- WHAT THE TASK REQUIRES -
Gather up every line from the entries below that uses the word "large".

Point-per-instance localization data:
Segment Open

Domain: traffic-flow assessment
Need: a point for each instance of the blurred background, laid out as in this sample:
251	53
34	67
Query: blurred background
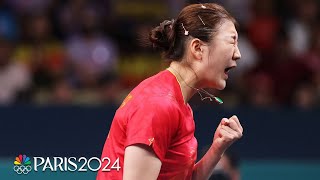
66	65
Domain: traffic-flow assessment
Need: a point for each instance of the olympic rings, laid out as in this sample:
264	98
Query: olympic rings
22	169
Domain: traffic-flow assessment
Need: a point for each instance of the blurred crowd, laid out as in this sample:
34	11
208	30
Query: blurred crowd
89	51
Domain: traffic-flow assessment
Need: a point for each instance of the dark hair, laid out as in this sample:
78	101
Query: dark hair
200	20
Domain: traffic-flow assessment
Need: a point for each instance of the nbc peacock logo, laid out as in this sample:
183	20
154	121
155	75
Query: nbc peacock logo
22	164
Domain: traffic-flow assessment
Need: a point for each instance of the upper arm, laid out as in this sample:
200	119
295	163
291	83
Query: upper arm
140	163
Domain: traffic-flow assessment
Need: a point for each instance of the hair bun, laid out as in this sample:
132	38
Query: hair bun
162	36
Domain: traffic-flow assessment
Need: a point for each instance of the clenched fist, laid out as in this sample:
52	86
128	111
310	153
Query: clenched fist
228	131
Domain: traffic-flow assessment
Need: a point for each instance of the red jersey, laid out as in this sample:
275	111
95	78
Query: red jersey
154	114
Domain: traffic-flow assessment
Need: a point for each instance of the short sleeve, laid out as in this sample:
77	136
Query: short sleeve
153	124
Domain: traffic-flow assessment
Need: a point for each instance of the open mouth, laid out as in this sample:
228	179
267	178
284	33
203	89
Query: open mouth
227	70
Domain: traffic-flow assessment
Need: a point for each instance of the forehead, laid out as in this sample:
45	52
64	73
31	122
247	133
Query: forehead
227	28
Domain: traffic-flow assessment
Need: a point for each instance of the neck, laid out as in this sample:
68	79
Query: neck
187	79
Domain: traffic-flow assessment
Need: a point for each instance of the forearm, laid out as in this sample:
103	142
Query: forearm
204	168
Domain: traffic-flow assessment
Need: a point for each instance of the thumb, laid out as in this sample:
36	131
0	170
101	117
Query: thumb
225	121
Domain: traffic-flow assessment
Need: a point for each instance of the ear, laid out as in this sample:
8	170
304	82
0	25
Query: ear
196	48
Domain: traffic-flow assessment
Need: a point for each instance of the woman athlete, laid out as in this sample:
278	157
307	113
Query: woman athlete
152	133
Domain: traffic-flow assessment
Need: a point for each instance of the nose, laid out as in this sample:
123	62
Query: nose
236	54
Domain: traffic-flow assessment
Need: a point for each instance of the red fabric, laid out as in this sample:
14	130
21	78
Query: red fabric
154	114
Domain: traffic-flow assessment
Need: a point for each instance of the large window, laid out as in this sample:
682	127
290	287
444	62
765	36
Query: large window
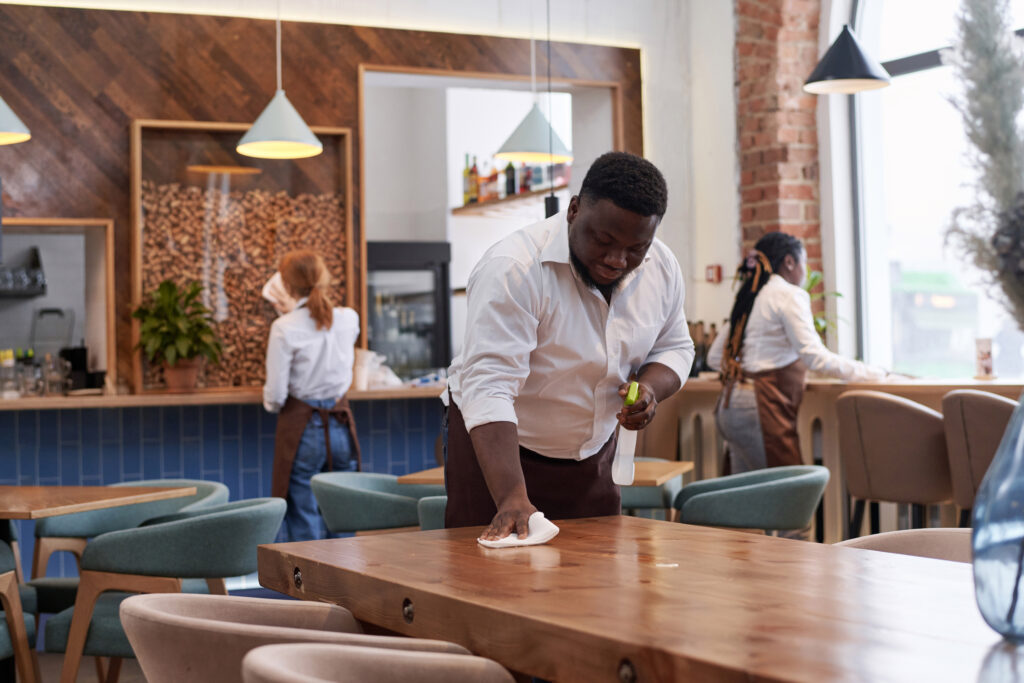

Segment Closed

- REPLY -
Need: a point for each instance of the large window, laid out as in this sample:
Query: large window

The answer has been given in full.